_The request:_
Copy every one of the following records line for line, with no changes.

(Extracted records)

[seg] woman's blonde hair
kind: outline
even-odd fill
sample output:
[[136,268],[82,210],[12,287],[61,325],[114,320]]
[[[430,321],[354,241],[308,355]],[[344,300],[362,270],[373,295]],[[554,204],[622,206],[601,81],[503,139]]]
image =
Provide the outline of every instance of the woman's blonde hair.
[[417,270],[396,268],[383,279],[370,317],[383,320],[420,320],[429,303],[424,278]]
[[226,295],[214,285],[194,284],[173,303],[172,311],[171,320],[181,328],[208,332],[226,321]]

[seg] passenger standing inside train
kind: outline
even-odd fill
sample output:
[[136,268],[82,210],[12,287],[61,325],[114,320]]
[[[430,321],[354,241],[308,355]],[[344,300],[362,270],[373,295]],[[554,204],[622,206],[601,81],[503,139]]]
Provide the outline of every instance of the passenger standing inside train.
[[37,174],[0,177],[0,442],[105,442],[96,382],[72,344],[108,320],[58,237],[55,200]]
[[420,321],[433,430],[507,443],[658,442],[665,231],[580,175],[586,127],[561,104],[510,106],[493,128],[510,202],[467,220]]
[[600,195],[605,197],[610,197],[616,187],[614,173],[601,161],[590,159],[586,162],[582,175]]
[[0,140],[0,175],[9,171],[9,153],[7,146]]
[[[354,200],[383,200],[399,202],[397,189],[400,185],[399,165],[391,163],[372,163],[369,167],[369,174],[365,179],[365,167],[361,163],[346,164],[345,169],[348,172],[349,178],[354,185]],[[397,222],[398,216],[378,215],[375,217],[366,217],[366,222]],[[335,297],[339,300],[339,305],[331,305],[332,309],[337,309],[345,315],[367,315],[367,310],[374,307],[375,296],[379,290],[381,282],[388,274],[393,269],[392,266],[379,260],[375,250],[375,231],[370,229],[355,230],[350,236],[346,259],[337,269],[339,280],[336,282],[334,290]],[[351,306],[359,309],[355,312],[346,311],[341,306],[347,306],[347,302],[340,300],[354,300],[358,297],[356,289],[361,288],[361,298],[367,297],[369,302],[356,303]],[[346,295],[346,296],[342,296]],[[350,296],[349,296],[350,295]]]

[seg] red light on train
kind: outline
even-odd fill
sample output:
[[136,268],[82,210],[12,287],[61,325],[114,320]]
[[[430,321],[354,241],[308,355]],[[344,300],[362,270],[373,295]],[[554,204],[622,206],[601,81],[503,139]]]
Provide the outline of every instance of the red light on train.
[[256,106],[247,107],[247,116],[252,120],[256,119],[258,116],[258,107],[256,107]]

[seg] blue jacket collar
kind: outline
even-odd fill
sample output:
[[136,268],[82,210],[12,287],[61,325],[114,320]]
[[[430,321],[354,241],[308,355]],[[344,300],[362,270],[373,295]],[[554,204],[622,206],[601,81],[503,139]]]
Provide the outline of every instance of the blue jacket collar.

_Correct answer:_
[seg] woman's blonde hair
kind: outline
even-odd fill
sample output:
[[136,268],[82,210],[12,287],[61,325],[114,320]]
[[[430,321],[354,241],[308,355]],[[344,300],[362,270],[373,295]],[[554,204],[622,206],[601,81],[503,139]]]
image =
Provide the outline of every instance of the woman's blonde hair.
[[417,270],[396,268],[383,279],[370,317],[383,320],[420,320],[429,303],[424,278]]
[[226,295],[214,285],[194,284],[173,303],[172,311],[171,320],[181,328],[208,332],[226,321]]

[seg] passenger standing inside train
kind: outline
even-odd fill
sample output:
[[136,268],[82,210],[12,287],[61,325],[114,320]]
[[[430,321],[354,241],[308,355]],[[344,300],[362,270],[373,295]],[[554,204],[622,206],[601,81],[503,139]]]
Provide the outline of every instance of the passenger standing inside train.
[[37,174],[0,177],[0,442],[105,442],[96,382],[72,344],[108,320],[58,237],[55,200]]
[[420,321],[433,430],[507,443],[658,442],[665,231],[580,175],[586,127],[561,104],[510,106],[493,128],[510,202],[467,220]]
[[600,195],[605,197],[610,197],[616,187],[614,173],[601,161],[590,159],[586,162],[582,175]]
[[0,140],[0,175],[9,171],[9,153],[7,146]]
[[[354,200],[383,200],[399,202],[397,189],[400,185],[399,165],[391,163],[372,163],[369,167],[369,174],[365,179],[365,167],[361,163],[346,164],[345,169],[348,172],[349,178],[354,185]],[[397,222],[398,216],[378,215],[375,217],[366,217],[366,222]],[[335,297],[339,300],[339,305],[331,305],[332,309],[337,309],[345,315],[367,315],[367,310],[374,307],[375,296],[379,290],[381,282],[388,274],[393,269],[392,266],[379,260],[375,250],[375,231],[370,229],[355,230],[350,236],[346,259],[337,269],[339,280],[336,282],[334,290]],[[351,306],[359,309],[355,312],[346,311],[341,306],[347,306],[347,302],[340,300],[354,300],[358,297],[356,289],[361,288],[361,298],[367,297],[369,302],[356,303]],[[346,295],[346,296],[342,296]],[[350,296],[349,296],[350,295]]]

[seg] red light on train
kind: outline
even-odd fill
sample output:
[[136,268],[82,210],[12,287],[61,325],[114,320]]
[[[430,321],[354,241],[308,355]],[[344,300],[362,270],[373,295]],[[554,204],[622,206],[601,81],[503,139]]]
Provide the outline of every instance of the red light on train.
[[256,106],[247,107],[247,116],[252,120],[256,119],[258,116],[258,107],[256,107]]

[seg] blue jacket collar
kind: outline
even-odd fill
sample output:
[[136,268],[82,210],[12,287],[61,325],[114,320]]
[[[430,321],[354,241],[308,355]],[[344,300],[362,270],[373,295]],[[554,204],[622,206],[601,81],[503,139]]]
Provide the outline of every instance of the blue jacket collar.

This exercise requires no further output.